PROBLEM REQUIREMENTS> Repeat all of the data exactly. Leave nothing out.
*** GIVEN ENTRIES ***
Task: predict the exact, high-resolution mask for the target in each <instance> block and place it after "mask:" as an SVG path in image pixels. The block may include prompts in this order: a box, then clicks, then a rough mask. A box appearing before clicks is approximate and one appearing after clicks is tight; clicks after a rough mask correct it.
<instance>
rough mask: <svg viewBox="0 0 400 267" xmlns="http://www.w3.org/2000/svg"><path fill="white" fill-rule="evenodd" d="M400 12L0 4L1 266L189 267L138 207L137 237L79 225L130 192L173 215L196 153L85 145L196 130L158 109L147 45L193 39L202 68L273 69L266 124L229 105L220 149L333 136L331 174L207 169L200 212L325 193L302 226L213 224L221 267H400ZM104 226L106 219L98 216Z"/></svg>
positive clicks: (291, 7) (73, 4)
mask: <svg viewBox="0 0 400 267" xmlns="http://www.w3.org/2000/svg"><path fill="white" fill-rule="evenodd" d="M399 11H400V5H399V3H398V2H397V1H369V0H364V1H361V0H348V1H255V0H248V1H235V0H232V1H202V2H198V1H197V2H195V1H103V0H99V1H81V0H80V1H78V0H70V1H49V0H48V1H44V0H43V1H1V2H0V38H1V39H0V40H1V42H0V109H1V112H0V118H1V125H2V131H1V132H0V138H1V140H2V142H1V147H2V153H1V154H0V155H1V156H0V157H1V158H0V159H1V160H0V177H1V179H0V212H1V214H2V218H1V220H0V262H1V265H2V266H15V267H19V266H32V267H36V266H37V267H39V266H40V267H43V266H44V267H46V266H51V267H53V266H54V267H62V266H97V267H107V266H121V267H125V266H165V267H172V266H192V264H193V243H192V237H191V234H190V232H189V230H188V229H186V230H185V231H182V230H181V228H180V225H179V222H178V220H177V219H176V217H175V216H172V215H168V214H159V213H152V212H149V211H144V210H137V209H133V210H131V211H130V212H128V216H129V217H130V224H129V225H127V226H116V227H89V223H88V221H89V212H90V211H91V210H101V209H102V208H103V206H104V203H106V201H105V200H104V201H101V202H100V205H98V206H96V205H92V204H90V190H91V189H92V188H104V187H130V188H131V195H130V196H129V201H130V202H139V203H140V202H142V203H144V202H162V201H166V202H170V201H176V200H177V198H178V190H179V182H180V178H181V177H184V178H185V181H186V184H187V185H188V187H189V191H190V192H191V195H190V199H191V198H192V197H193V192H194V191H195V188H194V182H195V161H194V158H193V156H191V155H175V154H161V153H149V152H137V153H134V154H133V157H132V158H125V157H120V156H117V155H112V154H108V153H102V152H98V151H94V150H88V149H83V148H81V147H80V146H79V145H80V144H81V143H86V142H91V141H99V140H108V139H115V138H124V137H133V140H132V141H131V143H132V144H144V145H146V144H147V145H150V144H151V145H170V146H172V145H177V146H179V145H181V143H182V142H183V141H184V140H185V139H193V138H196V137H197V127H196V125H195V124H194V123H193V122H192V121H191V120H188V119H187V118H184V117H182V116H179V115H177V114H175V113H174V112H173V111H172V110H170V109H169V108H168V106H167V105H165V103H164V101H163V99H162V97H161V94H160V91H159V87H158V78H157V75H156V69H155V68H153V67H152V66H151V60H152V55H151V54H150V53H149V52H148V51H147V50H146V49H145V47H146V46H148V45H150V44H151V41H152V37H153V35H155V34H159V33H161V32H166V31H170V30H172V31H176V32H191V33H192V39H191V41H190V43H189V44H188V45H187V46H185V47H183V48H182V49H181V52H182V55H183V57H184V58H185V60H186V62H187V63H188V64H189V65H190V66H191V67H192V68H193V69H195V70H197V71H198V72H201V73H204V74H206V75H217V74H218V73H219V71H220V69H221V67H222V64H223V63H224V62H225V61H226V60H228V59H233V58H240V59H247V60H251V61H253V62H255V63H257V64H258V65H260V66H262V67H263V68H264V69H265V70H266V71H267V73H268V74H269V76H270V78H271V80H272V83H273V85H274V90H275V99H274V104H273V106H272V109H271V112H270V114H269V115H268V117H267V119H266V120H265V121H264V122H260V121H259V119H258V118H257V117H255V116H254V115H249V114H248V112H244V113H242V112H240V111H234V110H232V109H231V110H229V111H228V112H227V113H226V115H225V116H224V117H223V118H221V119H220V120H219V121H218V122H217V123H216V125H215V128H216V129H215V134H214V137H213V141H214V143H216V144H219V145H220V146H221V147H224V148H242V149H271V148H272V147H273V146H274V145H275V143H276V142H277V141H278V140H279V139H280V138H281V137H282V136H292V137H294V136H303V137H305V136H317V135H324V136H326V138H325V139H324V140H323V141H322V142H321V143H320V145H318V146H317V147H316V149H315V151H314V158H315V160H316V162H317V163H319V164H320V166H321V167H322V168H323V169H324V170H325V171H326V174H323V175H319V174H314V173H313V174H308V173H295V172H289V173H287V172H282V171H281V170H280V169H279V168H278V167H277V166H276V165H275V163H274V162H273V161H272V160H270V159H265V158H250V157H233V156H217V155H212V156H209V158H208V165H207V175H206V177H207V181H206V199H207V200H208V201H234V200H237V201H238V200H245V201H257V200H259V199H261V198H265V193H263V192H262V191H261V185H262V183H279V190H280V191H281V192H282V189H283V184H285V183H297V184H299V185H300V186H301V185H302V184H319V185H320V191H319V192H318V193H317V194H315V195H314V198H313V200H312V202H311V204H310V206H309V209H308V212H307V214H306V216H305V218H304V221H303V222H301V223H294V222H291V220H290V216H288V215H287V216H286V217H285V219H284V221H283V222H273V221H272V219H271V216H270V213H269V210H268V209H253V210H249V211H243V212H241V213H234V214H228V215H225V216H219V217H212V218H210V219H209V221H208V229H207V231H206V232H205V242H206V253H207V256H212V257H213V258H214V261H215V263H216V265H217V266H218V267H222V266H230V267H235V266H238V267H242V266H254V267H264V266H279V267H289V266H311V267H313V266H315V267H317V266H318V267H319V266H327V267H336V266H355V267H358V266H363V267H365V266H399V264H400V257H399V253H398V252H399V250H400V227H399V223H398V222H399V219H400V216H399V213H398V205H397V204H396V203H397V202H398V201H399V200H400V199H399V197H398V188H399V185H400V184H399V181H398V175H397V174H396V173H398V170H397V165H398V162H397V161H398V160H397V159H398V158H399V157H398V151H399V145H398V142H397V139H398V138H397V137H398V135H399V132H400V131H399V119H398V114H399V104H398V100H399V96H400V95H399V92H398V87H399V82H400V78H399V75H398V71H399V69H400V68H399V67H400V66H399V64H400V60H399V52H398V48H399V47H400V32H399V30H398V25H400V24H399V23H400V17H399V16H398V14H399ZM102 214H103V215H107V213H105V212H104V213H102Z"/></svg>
*** End of GIVEN ENTRIES ***
WRITTEN REPLY>
Task: predict the exact, high-resolution mask for the target in each <instance> block and place it after "mask:" as an SVG path in image pixels. The block may include prompts in this order: a box, then clicks, then a rough mask. A box appearing before clicks is approximate and one appearing after clicks is tight; clicks after a rough mask correct it.
<instance>
rough mask: <svg viewBox="0 0 400 267" xmlns="http://www.w3.org/2000/svg"><path fill="white" fill-rule="evenodd" d="M400 12L0 4L1 266L189 267L138 207L137 237L79 225L130 192L173 215L196 153L85 145L196 130L158 109L147 45L193 39L202 68L273 69L266 124L229 105L220 149L333 136L331 174L207 169L200 212L325 193L302 226L213 224L221 267H400ZM104 226L106 219L98 216Z"/></svg>
positive clicks: (291, 7) (73, 4)
mask: <svg viewBox="0 0 400 267" xmlns="http://www.w3.org/2000/svg"><path fill="white" fill-rule="evenodd" d="M399 11H400V5H399V3H398V2H397V1H369V0H364V1H361V0H348V1H255V0H248V1H235V0H232V1H202V2H198V1H197V2H195V1H103V0H99V1H81V0H80V1H78V0H70V1H49V0H48V1H44V0H43V1H1V2H0V38H1V39H0V40H1V42H0V109H1V112H0V118H1V125H2V131H1V132H0V138H1V140H2V142H1V147H2V153H1V154H0V155H1V156H0V157H1V158H0V159H1V160H0V177H1V179H0V212H1V214H2V218H1V220H0V262H1V265H2V266H15V267H19V266H32V267H36V266H37V267H39V266H40V267H43V266H44V267H46V266H51V267H53V266H54V267H62V266H97V267H107V266H121V267H125V266H165V267H172V266H192V264H193V243H192V237H191V234H190V232H189V230H188V229H186V230H185V231H182V230H181V228H180V225H179V222H178V220H177V219H176V217H175V216H172V215H168V214H159V213H152V212H149V211H144V210H137V209H133V210H131V211H130V212H128V216H129V217H130V224H129V225H127V226H116V227H89V223H88V221H89V212H90V211H91V210H101V209H102V208H103V206H104V203H106V201H105V200H104V201H101V202H100V205H98V206H96V205H92V204H90V190H91V189H92V188H104V187H130V188H131V195H130V196H129V201H130V202H139V203H140V202H142V203H144V202H162V201H166V202H170V201H176V200H177V198H178V190H179V182H180V178H181V177H184V178H185V181H186V184H187V185H188V187H189V191H190V192H191V195H190V199H191V198H192V197H193V192H194V191H195V188H194V182H195V161H194V158H193V156H191V155H175V154H161V153H149V152H137V153H134V154H133V157H132V158H125V157H120V156H117V155H112V154H108V153H102V152H98V151H94V150H88V149H83V148H81V147H80V146H79V145H80V144H81V143H86V142H91V141H99V140H108V139H115V138H124V137H133V140H132V141H131V143H132V144H144V145H146V144H147V145H150V144H151V145H170V146H172V145H177V146H179V145H181V143H182V142H183V141H184V140H185V139H193V138H196V137H197V127H196V125H195V124H194V123H193V122H192V121H191V120H188V119H187V118H184V117H182V116H179V115H177V114H175V113H174V112H173V111H172V110H170V109H169V108H168V106H167V105H165V103H164V101H163V99H162V97H161V94H160V91H159V87H158V78H157V75H156V69H155V68H153V67H152V66H151V60H152V55H151V54H150V53H149V52H148V51H147V50H146V49H145V47H146V46H148V45H150V44H151V41H152V37H153V35H155V34H159V33H161V32H166V31H170V30H172V31H176V32H191V33H192V39H191V41H190V43H189V44H188V45H187V46H185V47H183V48H182V49H181V52H182V55H183V57H184V58H185V60H186V62H187V63H188V64H189V65H190V66H191V67H192V68H193V69H195V70H197V71H198V72H201V73H204V74H206V75H217V74H218V73H219V71H220V69H221V67H222V64H223V63H224V62H225V61H226V60H228V59H233V58H240V59H247V60H251V61H253V62H255V63H257V64H258V65H260V66H262V67H263V68H264V69H265V70H266V71H267V73H268V74H269V76H270V78H271V80H272V83H273V85H274V90H275V99H274V104H273V106H272V109H271V112H270V114H269V115H268V117H267V119H266V120H265V121H264V122H260V121H259V119H258V118H257V117H255V116H254V115H249V114H248V112H244V113H242V112H240V111H234V110H232V109H231V110H229V111H228V112H227V113H226V115H225V116H224V117H223V118H221V119H220V120H219V121H218V122H217V123H216V125H215V128H216V129H215V134H214V137H213V141H214V143H216V144H219V145H220V146H221V147H224V148H242V149H271V148H272V147H273V146H274V145H275V143H276V142H277V141H278V140H279V139H280V138H281V137H282V136H292V137H294V136H303V137H305V136H317V135H324V136H326V138H325V139H324V140H323V141H322V142H321V143H320V145H318V146H317V147H316V149H315V151H314V158H315V160H316V162H317V163H319V164H320V166H321V167H322V168H323V169H324V170H325V171H326V174H323V175H319V174H314V173H313V174H308V173H295V172H289V173H287V172H282V171H281V170H280V169H279V168H278V167H277V166H276V165H275V163H274V162H273V161H272V160H270V159H265V158H250V157H233V156H217V155H212V156H209V158H208V165H207V175H206V177H207V181H206V199H207V200H208V201H234V200H237V201H238V200H245V201H257V200H259V199H261V198H265V193H263V192H262V191H261V185H262V183H279V190H280V191H281V192H282V189H283V184H285V183H297V184H299V185H300V186H301V185H302V184H319V185H320V191H319V192H318V193H317V194H315V195H314V198H313V200H312V202H311V204H310V206H309V209H308V212H307V214H306V216H305V218H304V221H303V222H301V223H294V222H291V220H290V216H288V215H287V216H286V217H285V219H284V221H283V222H273V221H272V219H271V216H270V213H269V210H268V209H253V210H249V211H243V212H241V213H234V214H228V215H225V216H219V217H212V218H210V219H209V221H208V229H207V231H206V232H205V242H206V253H207V256H212V257H213V258H214V261H215V263H216V265H217V266H218V267H222V266H230V267H235V266H238V267H242V266H254V267H264V266H279V267H289V266H311V267H313V266H315V267H317V266H318V267H319V266H327V267H336V266H355V267H358V266H363V267H365V266H399V264H400V257H399V253H398V252H399V250H400V227H399V223H398V222H399V219H400V216H399V213H398V205H397V204H396V203H397V202H398V201H399V200H400V199H399V197H398V188H399V185H400V184H399V181H398V175H397V174H396V173H398V170H397V165H398V162H397V161H398V160H397V159H398V158H399V157H398V151H399V145H398V142H397V139H398V138H397V137H398V135H399V132H400V131H399V119H398V114H399V104H398V100H399V96H400V95H399V92H398V87H399V82H400V78H399V75H398V71H399V69H400V68H399V67H400V66H399V64H400V60H399V52H398V48H399V47H400V32H399V30H398V25H400V24H399V23H400V17H399V16H398V14H399ZM102 214H103V215H107V213H105V212H104V213H102Z"/></svg>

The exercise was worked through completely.